An image-free reproduction of the data below is needed: print it exactly.

*** TASK INPUT ***

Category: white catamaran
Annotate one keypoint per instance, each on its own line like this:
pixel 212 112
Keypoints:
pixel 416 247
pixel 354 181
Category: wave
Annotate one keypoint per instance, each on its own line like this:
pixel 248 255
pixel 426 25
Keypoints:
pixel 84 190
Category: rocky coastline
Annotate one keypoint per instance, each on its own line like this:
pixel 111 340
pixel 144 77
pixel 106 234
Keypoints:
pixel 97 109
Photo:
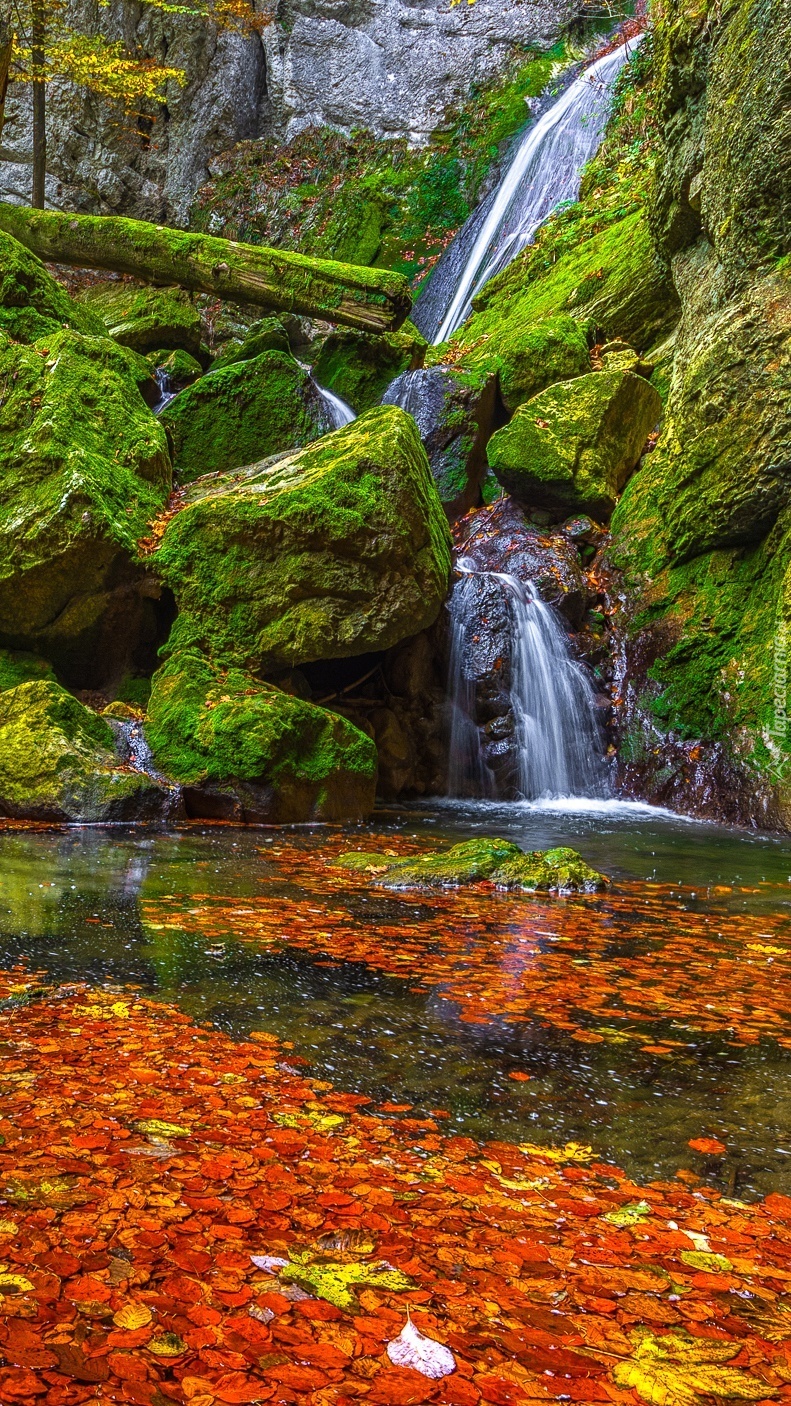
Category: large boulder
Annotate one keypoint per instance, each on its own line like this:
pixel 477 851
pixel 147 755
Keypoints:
pixel 58 762
pixel 454 412
pixel 146 319
pixel 250 752
pixel 83 467
pixel 243 412
pixel 329 553
pixel 31 302
pixel 572 447
pixel 358 366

*** End of TASK INPUT ***

[EXPECTED ANSWER]
Category: white catamaran
Annotate one keypoint per instance, each on its own line like this:
pixel 212 112
Keypoints:
pixel 416 247
pixel 354 181
Category: wave
Annotate one keypoint per instance, each on its own line like this:
pixel 248 255
pixel 426 25
Keypoints:
pixel 84 190
Category: rocky coastline
Annotate one keypoint per instance, each on its own line like this:
pixel 111 340
pixel 144 77
pixel 106 234
Keypoints:
pixel 97 109
Photo:
Category: large boulder
Annotate one keypoint per instance, each on its own line like this:
pixel 477 851
pixel 147 755
Keypoints:
pixel 58 762
pixel 454 412
pixel 146 319
pixel 250 752
pixel 83 467
pixel 243 412
pixel 329 553
pixel 31 302
pixel 572 447
pixel 358 366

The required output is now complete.